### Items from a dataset
= = =

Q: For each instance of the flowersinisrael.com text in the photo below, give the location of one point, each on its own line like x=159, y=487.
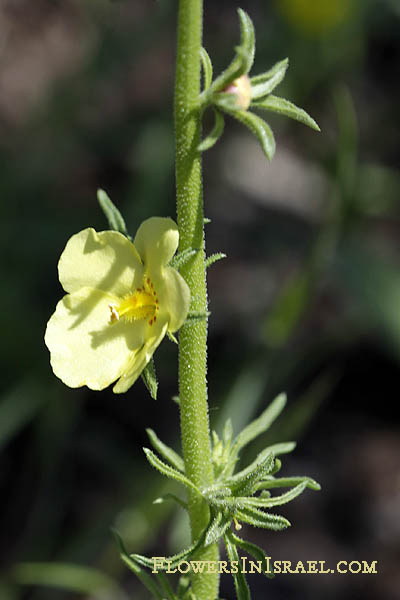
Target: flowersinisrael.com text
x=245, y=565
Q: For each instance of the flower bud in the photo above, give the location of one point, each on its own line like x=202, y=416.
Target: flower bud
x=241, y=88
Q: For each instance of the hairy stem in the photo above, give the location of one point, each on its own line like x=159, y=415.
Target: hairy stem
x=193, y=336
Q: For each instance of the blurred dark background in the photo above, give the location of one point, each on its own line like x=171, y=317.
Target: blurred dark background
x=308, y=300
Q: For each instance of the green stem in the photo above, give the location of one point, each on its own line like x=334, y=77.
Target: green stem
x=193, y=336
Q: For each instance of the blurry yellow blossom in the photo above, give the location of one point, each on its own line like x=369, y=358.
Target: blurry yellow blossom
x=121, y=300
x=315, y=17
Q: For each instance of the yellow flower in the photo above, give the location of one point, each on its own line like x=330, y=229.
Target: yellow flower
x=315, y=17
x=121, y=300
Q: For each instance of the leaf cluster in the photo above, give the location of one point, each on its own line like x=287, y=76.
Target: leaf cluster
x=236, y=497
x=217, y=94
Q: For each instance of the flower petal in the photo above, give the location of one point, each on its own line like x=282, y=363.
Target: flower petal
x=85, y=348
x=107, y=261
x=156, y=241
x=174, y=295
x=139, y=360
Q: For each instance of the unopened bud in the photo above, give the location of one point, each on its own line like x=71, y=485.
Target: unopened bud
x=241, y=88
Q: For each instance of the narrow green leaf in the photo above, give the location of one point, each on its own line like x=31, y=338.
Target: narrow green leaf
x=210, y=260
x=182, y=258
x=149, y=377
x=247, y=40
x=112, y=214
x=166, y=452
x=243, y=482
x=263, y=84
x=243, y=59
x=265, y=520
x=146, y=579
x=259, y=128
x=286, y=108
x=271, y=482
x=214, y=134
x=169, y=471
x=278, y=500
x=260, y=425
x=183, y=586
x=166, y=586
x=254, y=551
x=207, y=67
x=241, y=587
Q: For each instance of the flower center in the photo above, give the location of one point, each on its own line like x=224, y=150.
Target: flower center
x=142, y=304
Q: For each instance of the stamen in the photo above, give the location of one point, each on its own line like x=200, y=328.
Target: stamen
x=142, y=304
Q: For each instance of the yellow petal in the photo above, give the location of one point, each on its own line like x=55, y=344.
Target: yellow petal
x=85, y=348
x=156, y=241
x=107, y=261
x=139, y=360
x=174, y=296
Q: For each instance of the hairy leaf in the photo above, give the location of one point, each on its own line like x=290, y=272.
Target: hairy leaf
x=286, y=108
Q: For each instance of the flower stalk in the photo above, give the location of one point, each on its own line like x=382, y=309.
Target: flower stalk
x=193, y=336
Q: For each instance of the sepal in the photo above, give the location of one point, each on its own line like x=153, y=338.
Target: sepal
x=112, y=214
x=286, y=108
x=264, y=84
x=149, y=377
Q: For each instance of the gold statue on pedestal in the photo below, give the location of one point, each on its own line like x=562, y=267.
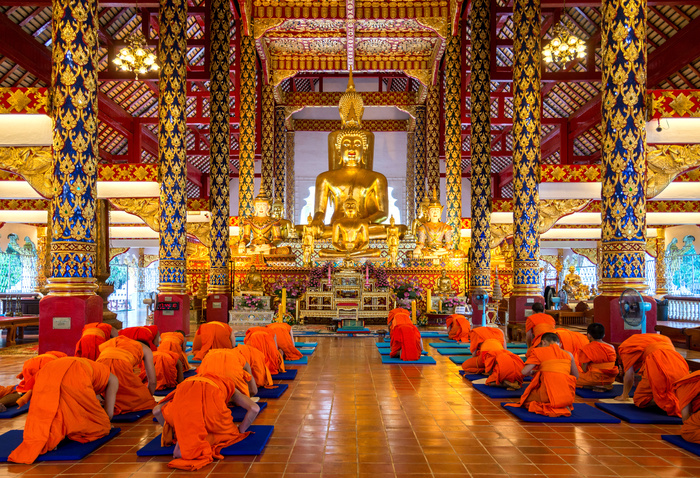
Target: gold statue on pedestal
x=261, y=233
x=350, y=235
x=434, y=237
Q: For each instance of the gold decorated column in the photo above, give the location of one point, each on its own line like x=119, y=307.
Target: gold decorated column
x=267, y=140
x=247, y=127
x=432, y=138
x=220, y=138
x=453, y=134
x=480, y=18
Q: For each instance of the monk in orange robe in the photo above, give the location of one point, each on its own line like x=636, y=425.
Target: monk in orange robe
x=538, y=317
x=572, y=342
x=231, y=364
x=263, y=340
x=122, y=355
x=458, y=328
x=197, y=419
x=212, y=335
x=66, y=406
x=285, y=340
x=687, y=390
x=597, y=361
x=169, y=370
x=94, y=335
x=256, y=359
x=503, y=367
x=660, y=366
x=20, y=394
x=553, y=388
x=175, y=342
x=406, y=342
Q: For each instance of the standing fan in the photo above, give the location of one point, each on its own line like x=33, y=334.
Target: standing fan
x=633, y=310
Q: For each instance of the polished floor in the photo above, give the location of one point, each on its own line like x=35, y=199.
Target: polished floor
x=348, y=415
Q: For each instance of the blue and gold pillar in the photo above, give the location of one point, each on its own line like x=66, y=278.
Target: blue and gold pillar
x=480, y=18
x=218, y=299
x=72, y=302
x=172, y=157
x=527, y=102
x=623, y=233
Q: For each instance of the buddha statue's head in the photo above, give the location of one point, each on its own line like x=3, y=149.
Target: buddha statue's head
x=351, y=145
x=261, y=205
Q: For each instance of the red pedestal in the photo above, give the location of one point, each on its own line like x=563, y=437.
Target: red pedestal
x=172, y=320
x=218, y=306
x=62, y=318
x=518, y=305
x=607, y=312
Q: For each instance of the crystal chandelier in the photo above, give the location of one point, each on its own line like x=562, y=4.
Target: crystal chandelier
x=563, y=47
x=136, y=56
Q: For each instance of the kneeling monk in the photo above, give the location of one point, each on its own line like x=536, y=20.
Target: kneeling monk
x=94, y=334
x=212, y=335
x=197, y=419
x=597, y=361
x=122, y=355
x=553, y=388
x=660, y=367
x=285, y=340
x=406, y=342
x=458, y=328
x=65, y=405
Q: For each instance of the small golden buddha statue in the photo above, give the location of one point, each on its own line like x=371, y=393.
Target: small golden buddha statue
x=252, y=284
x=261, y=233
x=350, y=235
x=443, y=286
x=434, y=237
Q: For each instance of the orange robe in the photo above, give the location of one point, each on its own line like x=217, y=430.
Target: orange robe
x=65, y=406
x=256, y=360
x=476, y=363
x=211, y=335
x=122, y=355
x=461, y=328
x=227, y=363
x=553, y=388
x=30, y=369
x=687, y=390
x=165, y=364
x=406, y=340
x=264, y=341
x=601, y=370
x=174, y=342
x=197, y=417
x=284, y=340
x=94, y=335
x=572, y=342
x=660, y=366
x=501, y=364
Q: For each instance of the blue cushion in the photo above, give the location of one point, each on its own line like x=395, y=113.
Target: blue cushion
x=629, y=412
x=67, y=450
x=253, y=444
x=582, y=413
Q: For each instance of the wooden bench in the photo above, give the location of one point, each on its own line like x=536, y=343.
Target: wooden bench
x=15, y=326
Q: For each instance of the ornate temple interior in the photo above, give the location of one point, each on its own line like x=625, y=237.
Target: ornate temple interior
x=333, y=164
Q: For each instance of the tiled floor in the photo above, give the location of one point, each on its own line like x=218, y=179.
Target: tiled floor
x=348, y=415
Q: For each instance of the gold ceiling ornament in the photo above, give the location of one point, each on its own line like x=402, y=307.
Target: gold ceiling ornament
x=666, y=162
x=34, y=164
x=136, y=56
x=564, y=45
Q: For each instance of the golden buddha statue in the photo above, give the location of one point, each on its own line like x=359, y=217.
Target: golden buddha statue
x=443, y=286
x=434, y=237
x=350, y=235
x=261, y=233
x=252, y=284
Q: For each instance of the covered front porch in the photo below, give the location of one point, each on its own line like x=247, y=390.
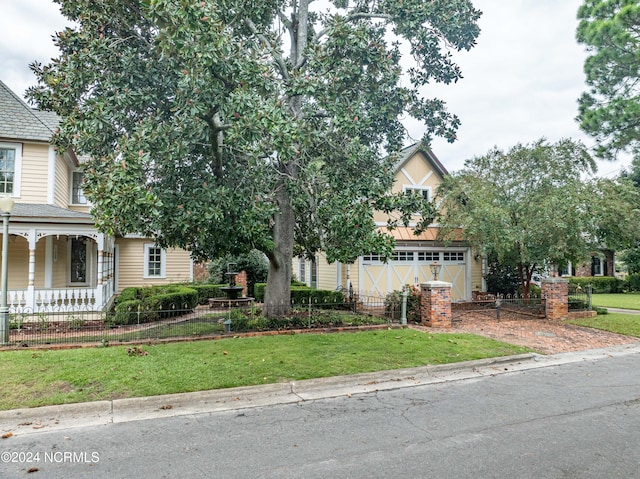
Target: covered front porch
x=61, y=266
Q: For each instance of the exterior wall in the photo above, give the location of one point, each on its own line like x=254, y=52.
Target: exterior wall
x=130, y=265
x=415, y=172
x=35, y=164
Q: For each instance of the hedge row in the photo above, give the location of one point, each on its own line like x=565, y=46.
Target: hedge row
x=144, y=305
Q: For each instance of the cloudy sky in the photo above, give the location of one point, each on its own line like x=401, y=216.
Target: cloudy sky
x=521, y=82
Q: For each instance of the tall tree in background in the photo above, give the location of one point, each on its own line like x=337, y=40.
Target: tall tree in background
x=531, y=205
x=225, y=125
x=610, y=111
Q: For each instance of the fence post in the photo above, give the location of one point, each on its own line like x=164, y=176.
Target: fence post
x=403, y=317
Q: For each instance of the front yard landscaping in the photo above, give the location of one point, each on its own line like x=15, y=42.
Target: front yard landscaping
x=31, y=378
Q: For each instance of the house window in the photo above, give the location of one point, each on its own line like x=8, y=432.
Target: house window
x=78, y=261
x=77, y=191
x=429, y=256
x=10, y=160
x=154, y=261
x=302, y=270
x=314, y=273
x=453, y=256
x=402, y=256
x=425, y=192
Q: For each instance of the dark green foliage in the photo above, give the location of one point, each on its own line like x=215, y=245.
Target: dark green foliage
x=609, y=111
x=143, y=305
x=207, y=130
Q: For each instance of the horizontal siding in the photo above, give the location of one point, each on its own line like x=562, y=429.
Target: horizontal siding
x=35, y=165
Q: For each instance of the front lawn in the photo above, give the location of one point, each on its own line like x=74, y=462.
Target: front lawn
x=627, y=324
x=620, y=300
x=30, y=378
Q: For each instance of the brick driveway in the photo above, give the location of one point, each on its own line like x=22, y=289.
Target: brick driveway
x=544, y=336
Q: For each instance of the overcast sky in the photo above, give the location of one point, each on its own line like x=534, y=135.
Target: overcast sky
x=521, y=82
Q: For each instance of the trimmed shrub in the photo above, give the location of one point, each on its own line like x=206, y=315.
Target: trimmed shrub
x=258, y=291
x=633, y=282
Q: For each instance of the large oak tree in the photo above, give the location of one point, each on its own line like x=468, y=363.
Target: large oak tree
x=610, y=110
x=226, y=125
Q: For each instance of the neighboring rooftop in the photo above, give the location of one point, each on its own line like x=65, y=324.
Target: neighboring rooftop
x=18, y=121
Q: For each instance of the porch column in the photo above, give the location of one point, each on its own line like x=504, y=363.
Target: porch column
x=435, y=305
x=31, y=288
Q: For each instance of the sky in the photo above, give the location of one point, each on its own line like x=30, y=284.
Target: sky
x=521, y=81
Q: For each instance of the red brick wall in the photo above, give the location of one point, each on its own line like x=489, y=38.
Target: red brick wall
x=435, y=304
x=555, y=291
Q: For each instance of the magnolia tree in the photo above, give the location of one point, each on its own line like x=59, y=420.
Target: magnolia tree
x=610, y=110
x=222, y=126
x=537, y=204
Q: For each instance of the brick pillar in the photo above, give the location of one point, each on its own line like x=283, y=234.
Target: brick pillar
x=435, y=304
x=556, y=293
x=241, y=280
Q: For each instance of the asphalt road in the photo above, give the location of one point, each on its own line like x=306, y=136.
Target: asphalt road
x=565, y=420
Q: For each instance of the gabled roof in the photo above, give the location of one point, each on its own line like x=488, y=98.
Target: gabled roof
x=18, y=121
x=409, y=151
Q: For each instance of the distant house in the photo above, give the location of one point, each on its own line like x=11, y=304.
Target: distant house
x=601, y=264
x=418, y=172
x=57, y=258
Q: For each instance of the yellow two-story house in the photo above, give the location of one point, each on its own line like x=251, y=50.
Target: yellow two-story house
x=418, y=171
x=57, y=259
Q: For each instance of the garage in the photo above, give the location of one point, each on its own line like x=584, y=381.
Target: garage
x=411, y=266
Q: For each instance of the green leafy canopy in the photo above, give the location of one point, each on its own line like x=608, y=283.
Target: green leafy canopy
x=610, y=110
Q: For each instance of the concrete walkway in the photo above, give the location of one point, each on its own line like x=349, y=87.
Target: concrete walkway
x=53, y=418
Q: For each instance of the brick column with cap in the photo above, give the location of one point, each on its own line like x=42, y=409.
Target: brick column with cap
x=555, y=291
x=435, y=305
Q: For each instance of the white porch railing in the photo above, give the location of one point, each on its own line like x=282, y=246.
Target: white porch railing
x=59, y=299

= = =

Please take the lines from the beginning of the data above through the line holding "Q: For each instance of the yellow flower" and transcribe them exactly, without any pictures.

Q: For each instance of the flowersinisrael.com text in the photo below, give the location of one point, each on its own line like x=159, y=487.
Target: flowersinisrael.com text
x=245, y=565
Q: For each instance of the flower bud in the photo above, give the location of one point, each on its own line like x=202, y=416.
Target: flower bud
x=241, y=88
Q: For each instance of the hairy stem in the photo above, give the location of one point, each on its own line like x=159, y=415.
Target: hairy stem
x=193, y=336
Q: For each instance of the blurred dark background in the photo above, give the location of one point, each on its own line like x=171, y=317.
Target: blurred dark background
x=308, y=300
Q: For each instance of the green stem in the photo above, give the location of one point, each on its own line like x=334, y=77.
Target: green stem
x=193, y=336
Q: For each instance of the blurry yellow blossom in the photo above, give the location of one point, each on its own line like x=369, y=358.
Target: blurry yellow blossom
x=121, y=300
x=315, y=17
Q: For each instance of the yellow flower in the photo above, give the location of one point, each on its own line like x=330, y=229.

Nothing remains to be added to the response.